---- PASSAGE PROVIDED

But no one has ever seen a colossal squid living, undisturbed, hundreds of meters below the surface where it naturally dwells. And, as Reid emphasizes, because colossal squid tend to collapse under their own weight when dragged from the highly pressurized deep sea, studying them in their natural environment is the only way to see both their behavior and fully intact anatomy.
That’s why, from December 2022 to April 2023, Mulrennan and his crew set off on four multiweek trips from Ushuaia, Argentina, aboard the Ocean Endeavour, a tourist-packed expedition vessel operated by Intrepid Travel. Sailing alongside roughly 200 curious tourists, Mulrennan and the Kolossal team traveled to the South Shetland Islands, South Georgia, the Antarctic Peninsula, and other areas below the Antarctic Circle in search of the oversized squid.
While passengers slept and disembarked on day trips to see penguins, whales, and Antarctica’s icy terrain, the researchers—including Jennifer Herbig, a doctoral candidate at Memorial University in Newfoundland and Labrador—took turns dropping a tethered underwater camera from one of the ship’s gangways into the freezing water below.
“We’d put the camera in the water at midnight or 1:00 a.m., be up until 4:00 or 5:00 a.m., and then have to get up at 6:00 or 7:00 a.m.,” Herbig says. With the camera dangling as far as 400 meters underwater, it became a near-constant effort to keep it from getting hooked on sea ice and disappearing into the deep.
In total, the team captured 62 hours of high-definition footage. Along with their prospective colossal squid, the scientists spotted a giant volcano sponge—animals thought to live up to 15,000 years—and dozens of other deep-sea Antarctic species.
It was challenging work made easier by the ship’s other passengers, who brought the scientists cookies and hot chocolate during long nighttime deployments. Herbig, for her part, cherished the tourists’ interest. “They could just peek over our shoulders and see what we were doing, so we got to explain some of the science,” she says.
“Every day on the ship, I was asked, ‘Did you find the squid?’” Mulrennan recounts. “People really want to know more about these large kraken-like species”—especially the ship’s chef, who kept joking about cooking the squid if they found it.

--------
---- DATA LISTING

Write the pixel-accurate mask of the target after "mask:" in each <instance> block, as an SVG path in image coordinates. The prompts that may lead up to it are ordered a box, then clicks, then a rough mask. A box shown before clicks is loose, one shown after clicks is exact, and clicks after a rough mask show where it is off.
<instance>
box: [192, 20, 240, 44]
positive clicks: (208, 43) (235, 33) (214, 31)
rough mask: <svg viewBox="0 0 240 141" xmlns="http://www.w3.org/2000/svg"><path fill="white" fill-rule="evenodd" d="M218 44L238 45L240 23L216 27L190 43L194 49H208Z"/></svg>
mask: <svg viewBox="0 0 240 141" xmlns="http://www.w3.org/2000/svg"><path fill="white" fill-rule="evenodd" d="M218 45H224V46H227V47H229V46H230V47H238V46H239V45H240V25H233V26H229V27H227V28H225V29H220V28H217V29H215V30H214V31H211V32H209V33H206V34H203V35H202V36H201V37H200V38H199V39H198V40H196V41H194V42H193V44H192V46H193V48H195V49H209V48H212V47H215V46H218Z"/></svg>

--------

▶ _TASKS FOR THIS EXERCISE_
1) According to the passage on the colossal squid search, how many hours of high-definition footage did the team capture in total?
2) Carry on the passage about the Antarctic colossal squid search, picking up right after its final sentence.

▶ _RESPONSES FOR EACH TASK_
1) 62 hours

2)
Whether the video Mulrennan’s team captured turns out to be a juvenile colossal squid or not—that final determination depends on continued examinations by squid experts at New Zealand’s Auckland University of Technology—the Kolossal researchers aren’t finished with their quest just yet.
While last year’s expedition relied largely on using an underwater camera to film close to the noisy vessel, the team hopes to revisit Antarctica as soon as November 2024, armed with a much broader suite of tools.
Mulrennan is looking to upgrade from one underwater camera to as many as a dozen, which he can deploy simultaneously, and he wants to add remotely operated cameras that would enable filming farther from the boat. Another option for improving their technique, says Herbig, would be to get longer camera cables so they can peer even deeper into the colossal squid’s frigid domain. Herbig adds that they could also bring equipment to analyze environmental DNA and measure biomass, helping the team study the abundance of creatures that share this deepwater habitat.
With a tattoo on his left arm commemorating zoologist Guy Robson’s 1925 sighting of a colossal squid, Mulrennan hopes to lead or inspire a verified underwater filming of a live, wild colossal squid by 2025.
“If finding the giant squid was like landing on the moon, then finding the colossal squid’s going to be like landing on Mars,” he says.